→ TO DO:
Copy out, exactly as written, only the line containing "In this exercise you will indicate the side" and the lines after it through the end of the records.

→ DATA LISTING:
★ ★ ★ ★

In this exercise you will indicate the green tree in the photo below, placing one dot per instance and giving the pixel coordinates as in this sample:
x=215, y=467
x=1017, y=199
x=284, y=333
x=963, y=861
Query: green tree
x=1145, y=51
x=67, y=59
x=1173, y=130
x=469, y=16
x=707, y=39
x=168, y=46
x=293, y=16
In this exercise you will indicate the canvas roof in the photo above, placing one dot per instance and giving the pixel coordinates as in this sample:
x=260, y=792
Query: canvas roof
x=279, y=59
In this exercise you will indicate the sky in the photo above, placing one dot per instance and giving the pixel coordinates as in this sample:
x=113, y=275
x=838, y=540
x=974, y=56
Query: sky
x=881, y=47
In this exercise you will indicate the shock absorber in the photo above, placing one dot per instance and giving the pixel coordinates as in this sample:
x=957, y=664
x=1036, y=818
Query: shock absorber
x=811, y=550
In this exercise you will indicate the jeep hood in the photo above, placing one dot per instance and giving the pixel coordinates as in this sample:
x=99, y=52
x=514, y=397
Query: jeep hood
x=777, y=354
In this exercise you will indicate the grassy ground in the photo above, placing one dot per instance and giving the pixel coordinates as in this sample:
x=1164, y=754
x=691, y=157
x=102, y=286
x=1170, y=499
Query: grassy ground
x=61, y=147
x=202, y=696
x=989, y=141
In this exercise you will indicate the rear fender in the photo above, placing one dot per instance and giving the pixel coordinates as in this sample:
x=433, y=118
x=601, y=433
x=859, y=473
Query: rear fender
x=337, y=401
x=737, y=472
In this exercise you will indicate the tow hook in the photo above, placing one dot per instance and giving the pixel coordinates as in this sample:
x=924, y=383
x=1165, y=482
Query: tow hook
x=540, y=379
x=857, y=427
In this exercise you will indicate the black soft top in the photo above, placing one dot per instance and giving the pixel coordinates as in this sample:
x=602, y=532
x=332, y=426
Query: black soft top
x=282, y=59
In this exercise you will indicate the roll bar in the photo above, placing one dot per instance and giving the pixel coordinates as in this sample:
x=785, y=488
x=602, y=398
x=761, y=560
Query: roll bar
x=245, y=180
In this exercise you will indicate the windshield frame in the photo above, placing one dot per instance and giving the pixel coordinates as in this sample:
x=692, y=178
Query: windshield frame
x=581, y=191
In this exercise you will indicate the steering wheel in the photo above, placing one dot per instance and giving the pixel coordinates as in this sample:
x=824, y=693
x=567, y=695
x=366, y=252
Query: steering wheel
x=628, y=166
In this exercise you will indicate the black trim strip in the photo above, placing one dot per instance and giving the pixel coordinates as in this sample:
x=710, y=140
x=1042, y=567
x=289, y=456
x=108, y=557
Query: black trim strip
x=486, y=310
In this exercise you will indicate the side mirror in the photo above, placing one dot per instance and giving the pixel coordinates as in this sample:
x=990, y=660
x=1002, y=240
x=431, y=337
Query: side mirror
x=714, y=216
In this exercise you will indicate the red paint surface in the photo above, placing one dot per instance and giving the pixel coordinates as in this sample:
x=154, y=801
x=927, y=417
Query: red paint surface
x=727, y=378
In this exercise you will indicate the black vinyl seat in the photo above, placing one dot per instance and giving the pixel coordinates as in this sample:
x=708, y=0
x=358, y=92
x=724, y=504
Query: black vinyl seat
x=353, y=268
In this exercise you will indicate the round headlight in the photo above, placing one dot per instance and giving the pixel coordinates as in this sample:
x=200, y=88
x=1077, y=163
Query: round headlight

★ ★ ★ ★

→ FULL RESPONSE:
In this exercise you will indicate the side mirror in the photo above, placing one dot per instance and giving the pixel coordinates as in this sample:
x=990, y=660
x=1002, y=240
x=431, y=337
Query: side mirror
x=714, y=216
In this exercise you will indicate the red paint surface in the photo above, placing one dot per instance and giving the pixel coordinates as in this sample:
x=154, y=801
x=927, y=417
Query: red paint surface
x=727, y=378
In this exercise you will indicate the black vinyl seat in the photo above, placing one dot per instance and giving the pixel coordinates as in this sample:
x=708, y=0
x=358, y=92
x=724, y=504
Query: black vinyl seat
x=353, y=268
In this exercise you will indicate the round headlight in the photo above, placing one dot per instance and giving the pixel coordinates as in this sample:
x=200, y=88
x=1077, y=163
Query: round headlight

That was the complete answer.